→ What you have to do:
Convert the items below into a two-column CSV with the headers "prompt" and "answer" and one row per item. Put each value in a single quoted field, replacing any line breaks with spaces.

→ Records to process:
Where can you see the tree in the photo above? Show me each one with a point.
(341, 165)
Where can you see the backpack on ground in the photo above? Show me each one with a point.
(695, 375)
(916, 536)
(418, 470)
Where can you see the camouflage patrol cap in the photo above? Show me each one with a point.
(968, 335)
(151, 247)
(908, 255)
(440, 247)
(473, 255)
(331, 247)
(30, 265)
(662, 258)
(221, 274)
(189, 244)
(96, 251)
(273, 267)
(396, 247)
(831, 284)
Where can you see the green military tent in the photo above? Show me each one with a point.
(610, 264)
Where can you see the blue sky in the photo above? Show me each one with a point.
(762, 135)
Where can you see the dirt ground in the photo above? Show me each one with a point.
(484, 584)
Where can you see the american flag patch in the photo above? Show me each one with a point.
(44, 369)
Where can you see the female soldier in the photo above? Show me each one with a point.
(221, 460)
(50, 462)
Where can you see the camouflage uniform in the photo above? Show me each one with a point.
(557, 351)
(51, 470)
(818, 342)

→ Task response:
prompt,answer
"Where can you see the tree in the photo above? Show me each one with a point.","(341, 165)"
"Where can you see the backpack on ground in the photo above? Show me each one with a point.","(695, 375) (916, 536) (418, 470)"
"Where can you see the camouflage patrol cap in the photo above? Show me each one with a point.","(968, 335) (151, 247) (908, 255) (440, 247) (473, 255) (331, 247) (30, 265) (662, 258) (221, 274) (189, 244) (96, 251) (273, 267) (396, 247) (831, 284)"
"Where can you see the green military tent in the photo above? Show me each one with a point.","(610, 264)"
"Where can you see the blue sky in the photo above? Show me each one with a point.","(762, 135)"
"Where can you see the dirt ground in the photo above? Show me each one with a point.","(484, 584)"
"Where can you see the american flag patch in the photo above? Show me each one with a point.","(44, 369)"
"Where can you see the female soldier in the photo above? Show me each one with a point.","(221, 460) (50, 462)"
"Where can you see the camouflage uniform in the photo above? Show me each one with a point.","(557, 351) (51, 470) (818, 342)"